はじめに
別記事「IBM Log Analysis with LogDNAで、IBM Cloud Kubernetes Service(IKS)のログを監視・アラート通知する」では、IKSから出力されるログを、IBM Cloudのログ収集・参照・監視サービスである「IBM Log Analysis with LogDNA」(以降、LogDNA)に収集し、監視する手順を書きました。
LogDNAのインスタンス作成時、いくつかの料金プランから選択することができますが、保管期間は最長でも30日間となり、それ以前のログは消えてなくなることになります。
直近のログのみ見えればよいというケースもありますが、過去にさかのぼって状況を確認したいとか、監査上の理由で保管期間が決められているためログを残しておく必要があるなど、実際のシステム運用においては30日間でログが消えてしまっては困る場合が多いと思います。
そのため、収集したログは多くの場合、アーカイブしたうえで保管しておき、必要に迫られた場合に引っ張り出して参照できるようにすることになります。しかし、そのための仕組み作りはオンプレのシステムではそれなりに手間がかかります。ログをアーカイブする、ログを保管するためのサーバに移送する、サーバのディスクも無限ではないため定期的にテープ/ディスクバックアップを取って古いものを削除する、(ログが極めて重要な場合)ディスク障害に備えてディスクの二重化を図るなど。
が、クラウドサービスを使用していれば、ログのアーカイブもお手軽に実施できます。
当記事では、LogDNAが収集したログを定期的にIBM Cloud Object Storage(以降、ICOS)にアーカイブする手順を紹介します。
なお、ICOSは、AWSのS3に相当するサービスで、非常に高い耐久性を備えたストレージサービスになります。また、ストレージのサイズも拡張性に優れ(エクサバイトまで)、古いファイルを自動的に削除するといった機能も備えており、ログの保管には最適です。
前提事項
別記事「IBM Log Analysis with LogDNAで、IBM Cloud Kubernetes Service(IKS)のログを監視・アラート通知する」を実施済みで、LogDNAのインスタンスは作成済みとします。
ICOSのインスタンス・バケットの作成
IBM CloudのICOSのページにアクセスします。
「固有のバケット名」にネーミングルールに沿った任意のバケット名を入力し、「ロケーション」を「us-south」を選択し(LogDNAのインスタンスをダラスで作成しているため)、バケットを作成します。

記録データ
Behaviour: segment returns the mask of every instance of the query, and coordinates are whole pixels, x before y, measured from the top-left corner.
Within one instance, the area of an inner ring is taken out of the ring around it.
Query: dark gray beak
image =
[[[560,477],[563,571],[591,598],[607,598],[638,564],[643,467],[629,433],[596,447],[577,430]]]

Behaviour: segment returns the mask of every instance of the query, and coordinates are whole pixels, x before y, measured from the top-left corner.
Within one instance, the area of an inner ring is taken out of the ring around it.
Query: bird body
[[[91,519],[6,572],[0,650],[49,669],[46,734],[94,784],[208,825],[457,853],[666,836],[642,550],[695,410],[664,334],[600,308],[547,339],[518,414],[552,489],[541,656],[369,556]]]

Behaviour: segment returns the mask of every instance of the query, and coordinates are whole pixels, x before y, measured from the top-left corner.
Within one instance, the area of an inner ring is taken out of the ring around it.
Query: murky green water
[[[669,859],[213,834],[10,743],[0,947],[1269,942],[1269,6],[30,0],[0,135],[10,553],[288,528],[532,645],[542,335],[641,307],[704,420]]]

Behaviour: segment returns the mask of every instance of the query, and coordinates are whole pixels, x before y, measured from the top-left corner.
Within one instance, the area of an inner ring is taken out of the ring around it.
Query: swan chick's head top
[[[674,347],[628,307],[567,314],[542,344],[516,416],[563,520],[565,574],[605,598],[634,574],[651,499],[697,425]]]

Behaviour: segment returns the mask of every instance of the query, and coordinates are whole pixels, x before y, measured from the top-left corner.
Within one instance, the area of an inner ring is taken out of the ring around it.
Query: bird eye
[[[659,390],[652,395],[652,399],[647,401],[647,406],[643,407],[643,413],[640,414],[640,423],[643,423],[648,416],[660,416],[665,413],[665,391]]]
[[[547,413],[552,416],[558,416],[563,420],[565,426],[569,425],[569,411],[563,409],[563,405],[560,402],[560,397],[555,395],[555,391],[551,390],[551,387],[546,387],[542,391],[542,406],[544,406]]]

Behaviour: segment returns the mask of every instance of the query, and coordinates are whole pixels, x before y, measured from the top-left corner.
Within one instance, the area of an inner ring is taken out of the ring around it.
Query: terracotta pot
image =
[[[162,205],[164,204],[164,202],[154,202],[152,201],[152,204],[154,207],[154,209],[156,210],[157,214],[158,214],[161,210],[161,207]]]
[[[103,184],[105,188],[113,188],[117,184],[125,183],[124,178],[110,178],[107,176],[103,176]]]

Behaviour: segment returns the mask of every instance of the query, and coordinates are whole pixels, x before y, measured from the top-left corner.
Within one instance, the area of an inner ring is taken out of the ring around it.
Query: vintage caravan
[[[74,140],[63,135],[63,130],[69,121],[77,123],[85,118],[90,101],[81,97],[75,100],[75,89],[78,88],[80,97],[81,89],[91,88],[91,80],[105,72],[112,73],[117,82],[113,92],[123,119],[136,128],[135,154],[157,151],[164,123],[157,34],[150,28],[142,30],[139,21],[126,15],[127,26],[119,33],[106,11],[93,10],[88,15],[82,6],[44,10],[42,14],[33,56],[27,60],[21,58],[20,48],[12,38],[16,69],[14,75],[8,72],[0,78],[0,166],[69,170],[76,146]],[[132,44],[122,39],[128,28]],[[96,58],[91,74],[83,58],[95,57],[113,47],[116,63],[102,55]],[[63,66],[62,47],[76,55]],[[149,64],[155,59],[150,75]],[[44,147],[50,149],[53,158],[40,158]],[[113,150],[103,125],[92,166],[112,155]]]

取り組む内容
(1) ログのアーカイブに関する文章のうち、「そのため、収集したログは多く」から「め)、バケットを作成します。」に至るまでの全部を、一字も変えずに出力してもらえますか？
(2) ログのアーカイブに関する文章を、最後の文の後から書き継いでもらえますか？
データは参照しなくても問題ありません。

演習の解答
(1)
そのため、収集したログは多くの場合、アーカイブしたうえで保管しておき、必要に迫られた場合に引っ張り出して参照できるようにすることになります。しかし、そのための仕組み作りはオンプレのシステムではそれなりに手間がかかります。ログをアーカイブする、ログを保管するためのサーバに移送する、サーバのディスクも無限ではないため定期的にテープ/ディスクバックアップを取って古いものを削除する、(ログが極めて重要な場合)ディスク障害に備えてディスクの二重化を図るなど。
が、クラウドサービスを使用していれば、ログのアーカイブもお手軽に実施できます。
当記事では、LogDNAが収集したログを定期的にIBM Cloud Object Storage(以降、ICOS)にアーカイブする手順を紹介します。
なお、ICOSは、AWSのS3に相当するサービスで、非常に高い耐久性を備えたストレージサービスになります。また、ストレージのサイズも拡張性に優れ(エクサバイトまで)、古いファイルを自動的に削除するといった機能も備えており、ログの保管には最適です。
前提事項
別記事「IBM Log Analysis with LogDNAで、IBM Cloud Kubernetes Service(IKS)のログを監視・アラート通知する」を実施済みで、LogDNAのインスタンスは作成済みとします。
ICOSのインスタンス・バケットの作成
IBM CloudのICOSのページにアクセスします。
「固有のバケット名」にネーミングルールに沿った任意のバケット名を入力し、「ロケーション」を「us-south」を選択し(LogDNAのインスタンスをダラスで作成しているため)、バケットを作成します。

(2)
ICOSのバケットへの権限付与
作成されたバケットで、「サービス資格情報」をクリックします。
「名前」はデフォルトのまま、「役割」を「リーダー」に設定し、「追加」ボタンをクリックします。
以下のようにサービス資格情報が作成されます。
サービス資格情報名の左隣の下矢印(赤枠部分)をクリックすると、各種の資格情報がJSON形式で表示されます。
その中で、「apikey」、「resource_instance_id」の2項目の値をメモしておきます。
次に、IAMのサービスIDのページにアクセスします。
「アクセス・ポリシー」タブを選択し、「アクセス権限の割り当て」ボタンをクリックします。
作成したバケットに対する書き込み権限を付与します。
権限割り当て対象のサービスとして「Cloud Object Storage」を選択し、以下の通り入力します。
- サービス・インスタンス : 作成したICOSのインスタンス
- リソース・タイプ : 「bucket」と入力
- リソースID : ICOSのバケットの名前を入力
画面下部の「サービス・アクセス」で「ライター」にチェックを入れ、「追加」ボタンをクリックします。
画面右側のアクセス・サマリーを確認し、「割り当て」ボタンをクリックします。
ICOSで作成したバケットのページに戻り、画面左側の「構成」をクリックし、「バケットの構成」ページを表示します。
エンドポイントが記載されているので、プライベートのエンドポイントをメモしておきます(赤枠部分)。
LogDNAの設定
LogDNAのページにアクセスします。
「LogDNAの表示」をクリックし、LogDNAのダッシュボードを開きます。
画面左側の歯車アイコンをクリックし、「ARCHIVING」をクリックします。
「Enabling Archiving」を「ON」にし、「Provider」で「IBM Cloud Object Storage」を選択します。
「Bucket」、「Endpoint」、「API Key」、「Instance ID」にそれぞれ以下の値を入力し、「Save」ボタンをクリックします。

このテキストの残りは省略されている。